EXCERPT PROVIDED:
----------

Datasets not behaving as expected after random data augmentation with map

I’m using nlpaug to augment a split of the sst2 dataset. As instructed in the documentation, I’m using map with batched=True for this purpose. The function I pass to map takes one instance (batch_size=1) and generates several instances. The important thing here is that this function is not a pure function, the sentence it generates and the number of instances it generates and returns are completely random. I get a warning each time that says there is a problem with caching and fingerprint, which I assumed is because of the random nature of my function.

After the data augmentation, the dataset acts weird; for example:

synonym_aug_datasets[0.2]["train"].filter(lambda x: x['idx'] > 200000)["idx"][:10]

synonym_aug_datasets is a python dictionary with several augmented datasets in it. I’m simply filtering all instances with idx larger than 200000 and then looking at the idx of the first 10 instances, all of them should have idx larger than 200000, right? Every time I run this code, I get a different result, sometimes even with idx smaller than 200000, and sometimes it won’t even run
output 1:

[55154, 55917, 200628, 409, 6218, 33825, 201639, 2063, 49115, 2959]

output 2:

ValueError: Keys mismatch: between {'indices': Value(dtype='uint64', id=None)} and {'idx': Value(dtype='int32', id=None), 'label': Value(dtype='int64', id=None), 'sentence': Value(dtype='string', id=None)}

output 3:

[200205,
 200168,
 200888,
 200157,
 201597,
 201784,
 200899,
 200466,
 201086,
 200435]

How is that even possible?

Well, can’t you show the function that you’re passing to map? It’s pretty difficult to figure out what goes wrong otherwise.

I guess that the return value of that function might be the culprit. The logic behind map is that it passes the current batch (which is basically a dict-like object) to the function, takes its output (which should be a dictionary with keys being feature names) and adds or replaces (if names match) key value pairs in the given batch object. So the question is how do you implement the case where multiple augmented sentences are returned by the function? Does your sentence feature become a sequence of strings? Or do you do something else?

----------

EXERCISE SET:
1. In the thread on data augmentation with map, why does the user think a caching and fingerprint warning appears each time? Answer in one to three sentences.
2. According to the thread on data augmentation with map, how many instances does the function passed to map take at a time?
3. From the thread on data augmentation with map, print the stretch from "I’m using nlpaug" through "of my function.".

SUPPLIED DATA:
----------

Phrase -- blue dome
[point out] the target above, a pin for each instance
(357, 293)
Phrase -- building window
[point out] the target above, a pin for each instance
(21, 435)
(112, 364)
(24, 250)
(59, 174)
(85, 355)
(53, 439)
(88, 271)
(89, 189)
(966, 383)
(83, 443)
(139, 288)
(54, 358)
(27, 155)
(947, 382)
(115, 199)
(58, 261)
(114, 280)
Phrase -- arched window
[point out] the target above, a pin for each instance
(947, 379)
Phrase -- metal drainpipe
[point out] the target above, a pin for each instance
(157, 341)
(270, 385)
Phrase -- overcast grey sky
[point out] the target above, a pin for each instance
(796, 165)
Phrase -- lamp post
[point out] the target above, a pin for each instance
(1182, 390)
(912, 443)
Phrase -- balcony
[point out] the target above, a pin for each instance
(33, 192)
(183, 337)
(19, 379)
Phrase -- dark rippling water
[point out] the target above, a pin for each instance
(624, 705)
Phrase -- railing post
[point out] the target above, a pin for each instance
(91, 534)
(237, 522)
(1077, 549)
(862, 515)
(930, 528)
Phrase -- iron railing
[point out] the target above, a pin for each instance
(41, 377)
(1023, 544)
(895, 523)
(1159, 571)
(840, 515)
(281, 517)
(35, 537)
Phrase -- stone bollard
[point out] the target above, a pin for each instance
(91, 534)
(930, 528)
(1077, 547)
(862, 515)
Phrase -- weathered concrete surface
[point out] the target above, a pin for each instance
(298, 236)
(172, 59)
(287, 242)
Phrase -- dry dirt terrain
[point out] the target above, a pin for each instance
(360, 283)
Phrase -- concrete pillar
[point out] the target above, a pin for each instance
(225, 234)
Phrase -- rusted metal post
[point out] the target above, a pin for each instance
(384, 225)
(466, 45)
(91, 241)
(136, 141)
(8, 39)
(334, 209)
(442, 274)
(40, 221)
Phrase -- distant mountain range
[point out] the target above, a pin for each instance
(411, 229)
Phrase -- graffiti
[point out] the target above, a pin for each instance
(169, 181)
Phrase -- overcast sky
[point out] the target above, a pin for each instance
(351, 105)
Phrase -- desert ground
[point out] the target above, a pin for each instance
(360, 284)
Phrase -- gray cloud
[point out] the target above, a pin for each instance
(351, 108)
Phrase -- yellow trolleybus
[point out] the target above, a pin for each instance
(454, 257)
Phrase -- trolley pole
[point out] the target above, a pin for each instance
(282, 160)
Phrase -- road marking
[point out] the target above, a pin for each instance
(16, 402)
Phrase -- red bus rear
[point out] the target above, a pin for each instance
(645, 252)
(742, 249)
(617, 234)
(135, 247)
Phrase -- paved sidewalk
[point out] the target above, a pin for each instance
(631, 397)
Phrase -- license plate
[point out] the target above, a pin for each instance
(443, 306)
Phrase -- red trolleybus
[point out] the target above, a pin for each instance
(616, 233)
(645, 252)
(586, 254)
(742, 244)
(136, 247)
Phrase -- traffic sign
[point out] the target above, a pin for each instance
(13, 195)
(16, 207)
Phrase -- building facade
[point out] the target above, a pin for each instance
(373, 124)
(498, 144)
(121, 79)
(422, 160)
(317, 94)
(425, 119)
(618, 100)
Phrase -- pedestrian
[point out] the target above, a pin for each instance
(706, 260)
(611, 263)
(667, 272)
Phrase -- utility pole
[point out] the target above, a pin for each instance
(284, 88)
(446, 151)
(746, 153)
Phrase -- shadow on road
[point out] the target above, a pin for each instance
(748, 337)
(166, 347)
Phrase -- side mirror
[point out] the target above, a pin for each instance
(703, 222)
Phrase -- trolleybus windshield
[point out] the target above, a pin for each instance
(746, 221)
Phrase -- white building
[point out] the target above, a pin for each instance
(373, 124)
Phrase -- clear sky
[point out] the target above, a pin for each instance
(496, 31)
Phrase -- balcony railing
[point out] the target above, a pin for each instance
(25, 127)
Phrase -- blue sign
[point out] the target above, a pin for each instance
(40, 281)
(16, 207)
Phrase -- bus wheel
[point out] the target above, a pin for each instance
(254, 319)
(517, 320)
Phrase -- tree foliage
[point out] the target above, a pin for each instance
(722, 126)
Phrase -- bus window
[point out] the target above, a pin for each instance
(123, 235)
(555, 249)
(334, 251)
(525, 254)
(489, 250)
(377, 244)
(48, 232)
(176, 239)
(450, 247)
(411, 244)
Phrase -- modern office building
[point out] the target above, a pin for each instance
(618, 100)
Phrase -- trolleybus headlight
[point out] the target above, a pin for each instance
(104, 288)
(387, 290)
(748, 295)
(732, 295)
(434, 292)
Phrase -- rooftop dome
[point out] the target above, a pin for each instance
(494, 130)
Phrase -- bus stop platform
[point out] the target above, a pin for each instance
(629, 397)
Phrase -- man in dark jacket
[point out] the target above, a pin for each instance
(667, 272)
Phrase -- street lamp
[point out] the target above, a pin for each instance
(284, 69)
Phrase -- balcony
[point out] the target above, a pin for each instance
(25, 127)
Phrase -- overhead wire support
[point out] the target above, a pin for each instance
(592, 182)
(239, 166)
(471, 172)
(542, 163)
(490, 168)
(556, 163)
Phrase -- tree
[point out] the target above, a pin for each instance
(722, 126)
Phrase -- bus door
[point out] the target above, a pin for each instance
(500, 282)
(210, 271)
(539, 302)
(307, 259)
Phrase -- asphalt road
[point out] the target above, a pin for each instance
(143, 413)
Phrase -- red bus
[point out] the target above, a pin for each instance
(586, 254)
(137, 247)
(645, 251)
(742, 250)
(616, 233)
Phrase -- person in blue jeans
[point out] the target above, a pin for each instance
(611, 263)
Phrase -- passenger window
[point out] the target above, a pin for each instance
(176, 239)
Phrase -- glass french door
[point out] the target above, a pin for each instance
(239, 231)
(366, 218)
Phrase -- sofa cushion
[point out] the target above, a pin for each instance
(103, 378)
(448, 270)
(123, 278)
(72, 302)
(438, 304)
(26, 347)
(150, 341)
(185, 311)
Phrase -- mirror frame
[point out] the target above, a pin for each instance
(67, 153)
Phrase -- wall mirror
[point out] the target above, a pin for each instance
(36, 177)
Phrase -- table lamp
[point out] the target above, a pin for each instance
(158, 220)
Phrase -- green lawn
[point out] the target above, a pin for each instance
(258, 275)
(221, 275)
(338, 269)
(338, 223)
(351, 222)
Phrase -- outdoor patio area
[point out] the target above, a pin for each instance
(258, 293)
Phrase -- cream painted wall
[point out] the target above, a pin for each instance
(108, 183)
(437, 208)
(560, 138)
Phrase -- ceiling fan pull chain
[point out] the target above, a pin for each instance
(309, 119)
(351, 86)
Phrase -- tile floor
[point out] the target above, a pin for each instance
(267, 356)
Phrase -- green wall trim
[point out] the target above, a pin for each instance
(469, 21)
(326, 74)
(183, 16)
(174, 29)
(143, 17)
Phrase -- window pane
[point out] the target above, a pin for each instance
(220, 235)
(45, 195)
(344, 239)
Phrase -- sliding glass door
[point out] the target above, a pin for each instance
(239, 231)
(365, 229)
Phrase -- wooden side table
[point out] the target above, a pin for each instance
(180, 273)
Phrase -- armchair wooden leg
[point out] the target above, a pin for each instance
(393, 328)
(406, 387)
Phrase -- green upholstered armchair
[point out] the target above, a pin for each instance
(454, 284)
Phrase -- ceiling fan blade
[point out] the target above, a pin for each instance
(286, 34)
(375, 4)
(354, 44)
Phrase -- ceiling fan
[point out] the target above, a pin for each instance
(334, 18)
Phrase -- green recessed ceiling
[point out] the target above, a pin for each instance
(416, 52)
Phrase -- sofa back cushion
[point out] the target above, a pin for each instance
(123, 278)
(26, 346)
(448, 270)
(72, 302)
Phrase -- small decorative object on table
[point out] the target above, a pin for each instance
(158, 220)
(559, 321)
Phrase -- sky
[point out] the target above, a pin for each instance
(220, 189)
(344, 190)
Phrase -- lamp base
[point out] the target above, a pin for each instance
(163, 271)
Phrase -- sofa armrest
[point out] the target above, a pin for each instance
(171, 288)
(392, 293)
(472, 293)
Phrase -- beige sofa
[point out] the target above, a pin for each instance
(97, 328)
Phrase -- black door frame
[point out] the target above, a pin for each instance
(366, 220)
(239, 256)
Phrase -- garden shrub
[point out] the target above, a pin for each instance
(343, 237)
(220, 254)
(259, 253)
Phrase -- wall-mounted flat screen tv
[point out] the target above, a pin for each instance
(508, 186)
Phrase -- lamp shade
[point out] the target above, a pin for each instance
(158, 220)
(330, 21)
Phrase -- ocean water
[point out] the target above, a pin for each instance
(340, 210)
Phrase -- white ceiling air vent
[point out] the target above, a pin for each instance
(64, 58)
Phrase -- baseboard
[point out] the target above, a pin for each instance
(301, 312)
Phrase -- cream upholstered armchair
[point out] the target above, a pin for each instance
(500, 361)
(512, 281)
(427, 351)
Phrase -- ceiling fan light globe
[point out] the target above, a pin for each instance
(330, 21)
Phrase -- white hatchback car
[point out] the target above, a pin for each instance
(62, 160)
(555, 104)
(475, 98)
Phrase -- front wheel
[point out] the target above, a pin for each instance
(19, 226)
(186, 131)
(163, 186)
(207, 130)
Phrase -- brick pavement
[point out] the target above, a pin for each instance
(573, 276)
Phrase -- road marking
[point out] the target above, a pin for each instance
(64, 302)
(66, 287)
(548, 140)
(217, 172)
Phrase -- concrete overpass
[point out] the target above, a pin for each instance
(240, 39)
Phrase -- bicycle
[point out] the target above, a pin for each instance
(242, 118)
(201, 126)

----------

SOLUTION LIST:
1. The user assumes the warning appears because the function passed to map is not a pure function. The sentences it generates and the number of instances it returns are completely random.

2. It takes one instance at a time (batch_size=1).

3.
I’m using nlpaug to augment a split of the sst2 dataset. As instructed in the documentation, I’m using map with batched=True for this purpose. The function I pass to map takes one instance (batch_size=1) and generates several instances. The important thing here is that this function is not a pure function, the sentence it generates and the number of instances it generates and returns are completely random. I get a warning each time that says there is a problem with caching and fingerprint, which I assumed is because of the random nature of my function.